Skip the pictures, and retype the data below in full, exactly.

[Dataset items]
----
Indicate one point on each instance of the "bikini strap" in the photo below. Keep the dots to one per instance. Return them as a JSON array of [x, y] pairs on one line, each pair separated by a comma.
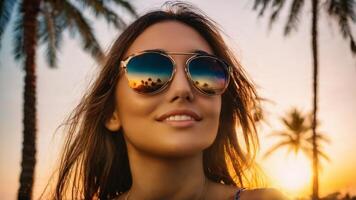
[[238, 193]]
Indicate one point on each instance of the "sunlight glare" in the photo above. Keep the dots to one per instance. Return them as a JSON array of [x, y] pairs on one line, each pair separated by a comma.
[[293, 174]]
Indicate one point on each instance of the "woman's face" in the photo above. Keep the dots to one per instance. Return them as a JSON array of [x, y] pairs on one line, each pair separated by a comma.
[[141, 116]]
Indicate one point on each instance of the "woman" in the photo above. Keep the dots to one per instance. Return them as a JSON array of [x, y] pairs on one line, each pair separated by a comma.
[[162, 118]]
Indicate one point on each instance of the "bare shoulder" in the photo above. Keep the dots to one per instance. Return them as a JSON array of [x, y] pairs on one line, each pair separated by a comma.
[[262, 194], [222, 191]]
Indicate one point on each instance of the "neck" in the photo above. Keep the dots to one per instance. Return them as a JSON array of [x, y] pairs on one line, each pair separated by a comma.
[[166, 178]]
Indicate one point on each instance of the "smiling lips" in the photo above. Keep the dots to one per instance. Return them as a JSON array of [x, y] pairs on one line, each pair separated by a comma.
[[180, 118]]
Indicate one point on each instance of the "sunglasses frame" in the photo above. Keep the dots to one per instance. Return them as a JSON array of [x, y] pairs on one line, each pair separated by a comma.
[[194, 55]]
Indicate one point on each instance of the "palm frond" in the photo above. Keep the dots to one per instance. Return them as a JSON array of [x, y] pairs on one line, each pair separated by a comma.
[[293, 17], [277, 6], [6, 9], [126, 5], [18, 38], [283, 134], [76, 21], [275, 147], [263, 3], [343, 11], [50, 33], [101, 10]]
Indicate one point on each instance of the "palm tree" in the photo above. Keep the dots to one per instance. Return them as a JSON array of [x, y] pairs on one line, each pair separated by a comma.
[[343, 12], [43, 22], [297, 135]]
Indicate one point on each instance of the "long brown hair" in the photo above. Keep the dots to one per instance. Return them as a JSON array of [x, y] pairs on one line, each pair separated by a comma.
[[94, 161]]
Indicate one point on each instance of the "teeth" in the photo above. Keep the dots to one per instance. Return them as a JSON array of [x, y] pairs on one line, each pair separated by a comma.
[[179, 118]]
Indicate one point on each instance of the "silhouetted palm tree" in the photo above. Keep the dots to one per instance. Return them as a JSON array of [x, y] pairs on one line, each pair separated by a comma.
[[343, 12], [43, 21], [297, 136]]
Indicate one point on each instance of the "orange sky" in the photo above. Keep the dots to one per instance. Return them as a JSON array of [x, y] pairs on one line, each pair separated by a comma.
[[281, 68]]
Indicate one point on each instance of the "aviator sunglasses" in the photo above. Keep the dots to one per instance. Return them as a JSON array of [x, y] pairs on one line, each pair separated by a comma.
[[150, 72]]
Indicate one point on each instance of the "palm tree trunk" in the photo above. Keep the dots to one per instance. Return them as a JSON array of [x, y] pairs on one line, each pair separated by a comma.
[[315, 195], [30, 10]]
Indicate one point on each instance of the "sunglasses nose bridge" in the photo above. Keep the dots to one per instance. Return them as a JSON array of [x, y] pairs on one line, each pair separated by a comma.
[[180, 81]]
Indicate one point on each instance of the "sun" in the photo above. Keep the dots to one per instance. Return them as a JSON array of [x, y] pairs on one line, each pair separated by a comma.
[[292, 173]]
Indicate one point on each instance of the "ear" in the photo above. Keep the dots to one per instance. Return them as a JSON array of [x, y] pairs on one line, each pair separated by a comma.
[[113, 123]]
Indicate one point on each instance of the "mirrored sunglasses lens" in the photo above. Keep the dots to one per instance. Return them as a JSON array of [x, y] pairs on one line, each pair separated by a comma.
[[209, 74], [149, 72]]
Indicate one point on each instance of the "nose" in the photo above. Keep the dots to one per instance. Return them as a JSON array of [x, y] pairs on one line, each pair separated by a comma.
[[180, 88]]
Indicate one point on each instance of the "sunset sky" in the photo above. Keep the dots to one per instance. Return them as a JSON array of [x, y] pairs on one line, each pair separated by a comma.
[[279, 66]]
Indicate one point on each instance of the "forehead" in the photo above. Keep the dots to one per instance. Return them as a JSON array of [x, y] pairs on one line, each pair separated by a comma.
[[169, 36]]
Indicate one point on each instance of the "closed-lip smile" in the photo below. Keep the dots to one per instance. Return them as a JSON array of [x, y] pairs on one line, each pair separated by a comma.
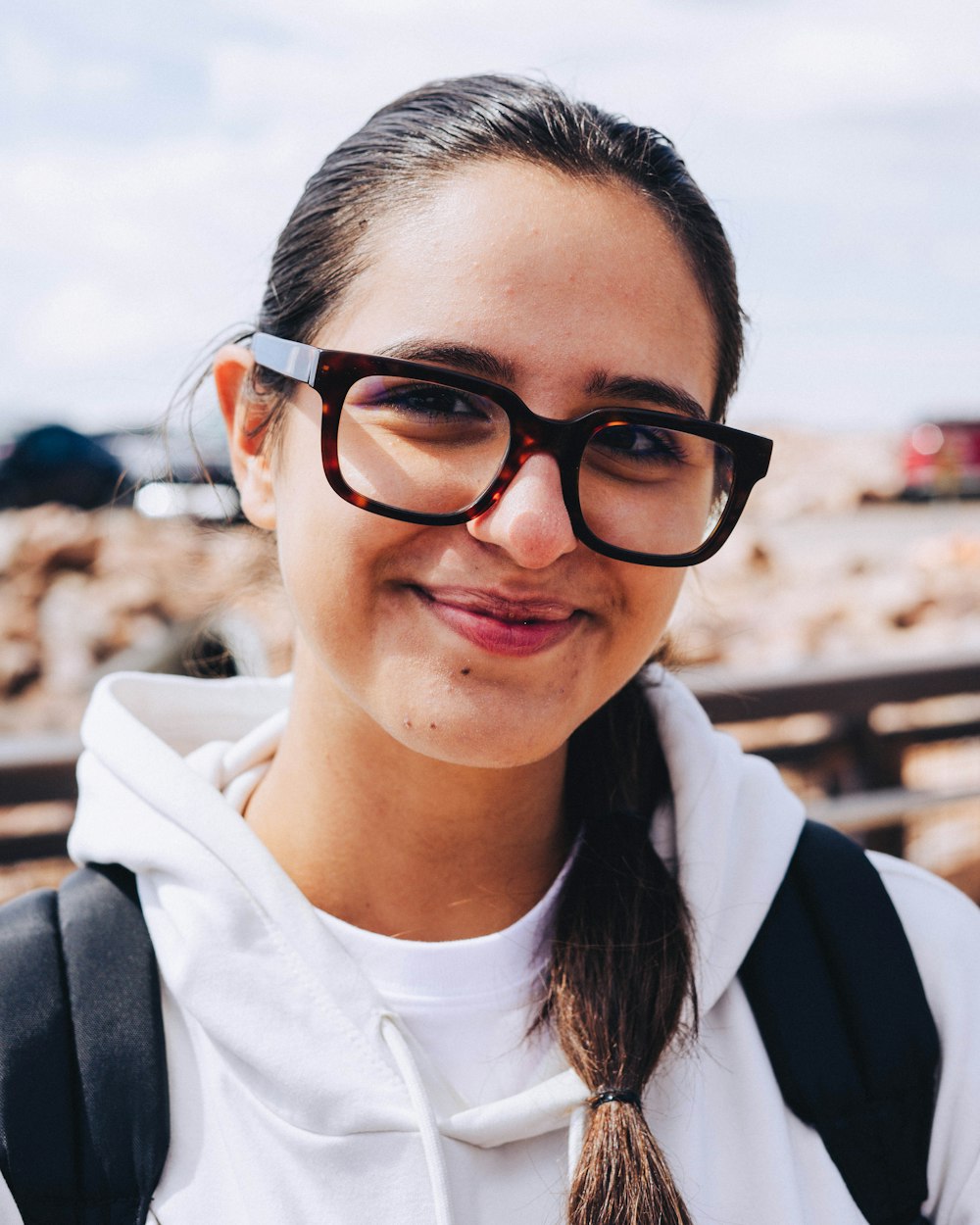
----
TASK ANSWER =>
Indicate one point on each instance of the "bikini strap" in the photo below. Keep the dots to one per instance. Return them as a JSON array of [x, y] pairs on one line, each pair separated by a comma.
[[238, 193]]
Indicate one point on each instance of the "sunlight glare" in the photo above. Keep the dots to one per instance. Return them as a JSON array of [x, y] pairs on one line, each pair separated by a comma.
[[293, 174]]
Indicate one point on each instance of the "woman's face" in the photo above. Keep the dots to one per instance. Return them as a JSON array of [x, y] pairs on one line, each pair separated by a comma.
[[141, 116]]
Indicate one point on each instance of the "woman" in the photo above. Keep the dots to one per instance. Return them as a JSON array of [x, y] pairs on one line, each pair separated by a comma.
[[162, 118]]
Indicate one point on each instance of the "bare shoulder" in the photo above. Keep the dots to one per instance. Return them as a JSON array of [x, y] pairs on one line, each pair separated by a comma.
[[262, 194], [222, 191]]
Indicate one point on each instance of the "neck" in the photo above. Keep the dots to one per instance. Return them as a JSON array of [x, y] pairs on one line, each pair separated by a comma.
[[166, 178]]
Indicate one point on each instance of the "smiling lips" in the photo above. Keep the dots to one per instance. Return them as a JSON array of [x, y] pairs on one line, each pair separated by a comma.
[[180, 118]]
Indicate one point on each instance of the "sunglasses frame" in the photo above. Keep the dots to one per instance. Return them as a JSON array of [x, y] pairs on one line, each pair separated by a comma.
[[194, 55]]
Indicate one point on each instance of the "palm frond" in the photo above. Keep the dots to one per instance. Return them as a JSON array of [x, y] pairs on one line, each pair separated by a comma.
[[293, 17], [277, 6], [6, 9], [126, 5], [18, 38], [283, 134], [76, 21], [275, 147], [263, 3], [343, 11], [50, 33], [101, 10]]
Indicate one point on each instance of the "palm tree" in the photo above. Keep the dots to one per instance. Return them as a JSON array of [x, y] pairs on one line, each pair separated by a comma.
[[343, 12], [43, 22], [297, 135]]
Indicate one point on each instance of the "long brown hair" in the photo above. Keep the dots to one per instance. Return them as a JSON array of [x, y] pairs on one line, each pair separated by a comma.
[[94, 161]]
Indicate one point on each instance of the "teeth" in the photo above. Keep the dots to one per instance. Return them as a JSON array of [x, y] pairs on one line, each pair separated by a comma.
[[179, 118]]
Indicate one point on each instance of the "silhouetted palm tree" in the photo above. Keep the dots to one per instance. Return them as a JSON array of [x, y] pairs on one line, each pair separated by a comma.
[[343, 12], [43, 21], [297, 136]]
Indicate one point on each instance of the "orange sky" in the photo above. Keep the dots to one per instance. Return them as a JSON array of [x, y] pairs on one line, each pair separated by a comma.
[[281, 68]]
Indicate one point on each instance of the "aviator sunglasses" in the photo above. Keep the dots to one per instance. Return them as a JSON array of [x, y] pairs on one line, each pair separated by a comma.
[[150, 72]]
Indicate one point on each instance of the "palm tree trunk" in the photo above. Keep the dots to one per instance. Return them as a JSON array of [x, y] pairs on one line, each pair separated by a comma.
[[315, 195], [30, 10]]
Indicate one point on each instance of the "sunglasses nose bridge" in the photo above. Keep the dots to one per instance. Return them as a JSON array of [x, y] pairs on one line, each pair separated by a comma.
[[180, 81]]
Indicate one point on each instance of the "sun" in the photo above. Keep the dots to one per instance. Return them as a JSON array of [x, y] pairs on one line, each pair separated by a comma.
[[292, 173]]
Indicate one point on each instance of the "ear" in the photo above. Keep the dots to one per instance. Return them as a JSON array of [x, y] pairs on one line, each pair separated by a comma.
[[113, 123]]
Indicate one point on each instance of the "mirrored sunglasses lens" in the photo above. Keep the dots to one per instance. Return them as a JSON array of [x, y] pairs on one line, each pair separated by a comma.
[[209, 74], [149, 72]]
Indicate one point on each instance of the "nose" in the photo above. Keep the dots to one per instance. Return them as a JSON array of [x, y] pairs on one line, each pair separated by a comma.
[[180, 88]]
Indicate one point on each instance of the "sunset sky" in the photo above. Keep the dots to one per instance. Return them as a JSON array of [x, y] pairs on one line, each pair separated by a comma.
[[279, 66]]
Indicate one point on each instance of the "forehead" in the photo above. Keep the dots to one per instance. Return them as a JSON array of [x, y] pairs on one line, each pair separated by a comma.
[[169, 36]]
Indicate one point on each instance of the "closed-lip smile" in the photo below. Keep the dots to one per instance. Return them as a JSON array of [x, y] pairs on one line, each pair separated by a comma.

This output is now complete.